+++ Given entries +++
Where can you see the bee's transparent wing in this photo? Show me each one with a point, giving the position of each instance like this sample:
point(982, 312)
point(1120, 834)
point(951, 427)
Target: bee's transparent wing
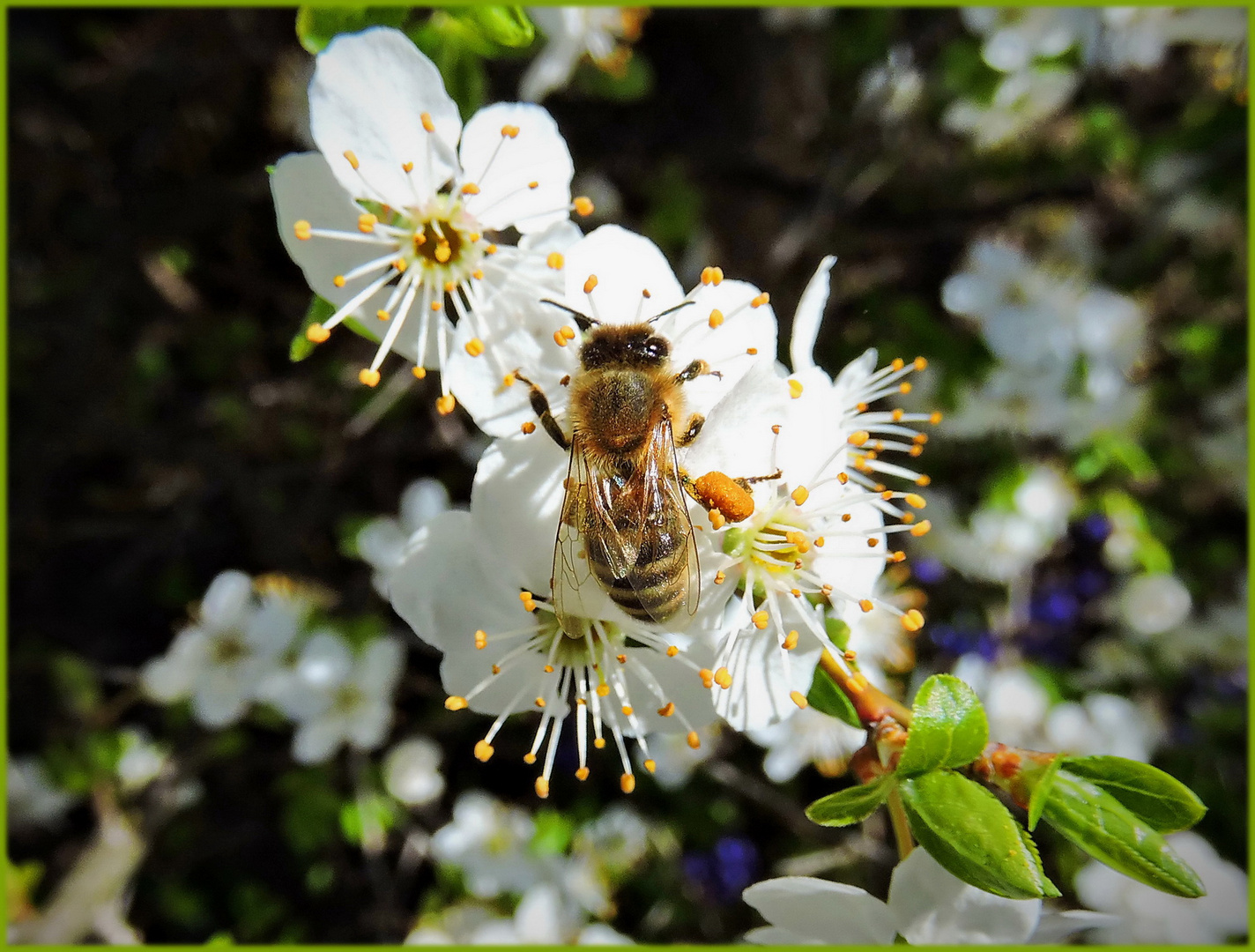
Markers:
point(666, 550)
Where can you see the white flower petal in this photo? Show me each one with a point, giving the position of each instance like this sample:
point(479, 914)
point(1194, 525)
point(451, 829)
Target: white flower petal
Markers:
point(810, 316)
point(932, 907)
point(226, 600)
point(368, 94)
point(835, 913)
point(317, 740)
point(624, 264)
point(503, 167)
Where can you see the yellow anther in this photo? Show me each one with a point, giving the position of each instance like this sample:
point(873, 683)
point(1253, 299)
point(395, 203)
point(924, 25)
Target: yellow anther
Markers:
point(912, 621)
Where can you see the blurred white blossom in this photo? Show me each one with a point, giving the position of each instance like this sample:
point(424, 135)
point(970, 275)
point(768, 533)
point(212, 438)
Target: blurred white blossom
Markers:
point(412, 771)
point(237, 639)
point(1148, 916)
point(926, 905)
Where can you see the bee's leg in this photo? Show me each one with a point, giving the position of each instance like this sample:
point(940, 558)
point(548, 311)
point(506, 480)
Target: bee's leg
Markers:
point(695, 422)
point(698, 368)
point(540, 407)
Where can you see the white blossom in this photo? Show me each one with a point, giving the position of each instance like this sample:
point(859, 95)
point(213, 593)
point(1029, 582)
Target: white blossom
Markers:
point(383, 540)
point(390, 219)
point(817, 530)
point(335, 696)
point(926, 905)
point(1147, 916)
point(237, 639)
point(571, 33)
point(412, 771)
point(34, 800)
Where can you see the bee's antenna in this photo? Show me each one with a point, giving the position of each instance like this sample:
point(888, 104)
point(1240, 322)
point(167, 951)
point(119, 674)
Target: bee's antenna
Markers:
point(669, 310)
point(582, 321)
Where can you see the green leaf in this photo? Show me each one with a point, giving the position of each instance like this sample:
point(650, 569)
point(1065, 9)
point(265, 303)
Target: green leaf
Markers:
point(852, 806)
point(826, 697)
point(503, 26)
point(301, 346)
point(1042, 792)
point(1150, 794)
point(947, 727)
point(969, 831)
point(317, 26)
point(1102, 827)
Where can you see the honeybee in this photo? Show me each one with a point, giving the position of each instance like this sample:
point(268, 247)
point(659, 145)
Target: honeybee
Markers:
point(625, 519)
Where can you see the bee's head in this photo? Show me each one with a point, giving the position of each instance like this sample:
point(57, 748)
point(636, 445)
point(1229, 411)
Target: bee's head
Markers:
point(628, 346)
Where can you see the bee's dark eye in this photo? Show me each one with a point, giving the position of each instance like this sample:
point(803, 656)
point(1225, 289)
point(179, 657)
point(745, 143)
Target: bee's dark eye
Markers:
point(657, 348)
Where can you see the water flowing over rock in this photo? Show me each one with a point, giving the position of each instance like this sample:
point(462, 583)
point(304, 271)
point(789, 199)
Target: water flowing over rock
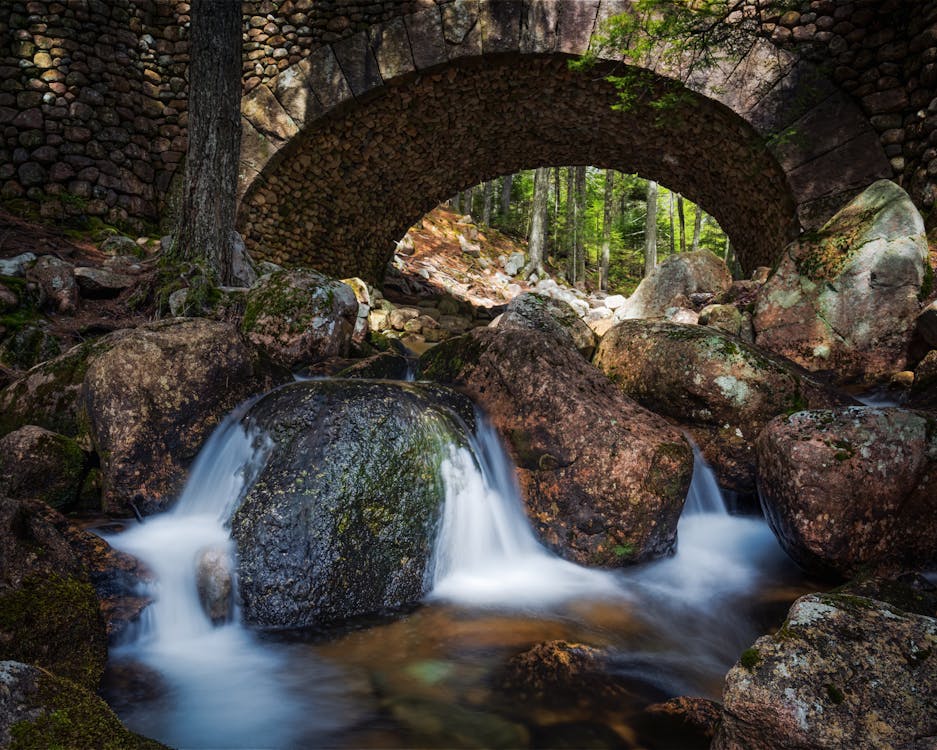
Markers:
point(846, 298)
point(603, 479)
point(681, 274)
point(552, 316)
point(39, 709)
point(724, 390)
point(852, 490)
point(300, 317)
point(340, 521)
point(36, 463)
point(842, 671)
point(153, 394)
+++
Send back an exact copy of only the lines from the line with "point(1240, 322)" up to and including the line with "point(1065, 9)" in the data above.

point(1240, 322)
point(167, 951)
point(119, 674)
Target: bee's antenna
Markers:
point(669, 310)
point(582, 321)
Where can you see the green leaf in this photo? Show me each one with a point, giving the position of each instance like this sample:
point(650, 569)
point(1065, 9)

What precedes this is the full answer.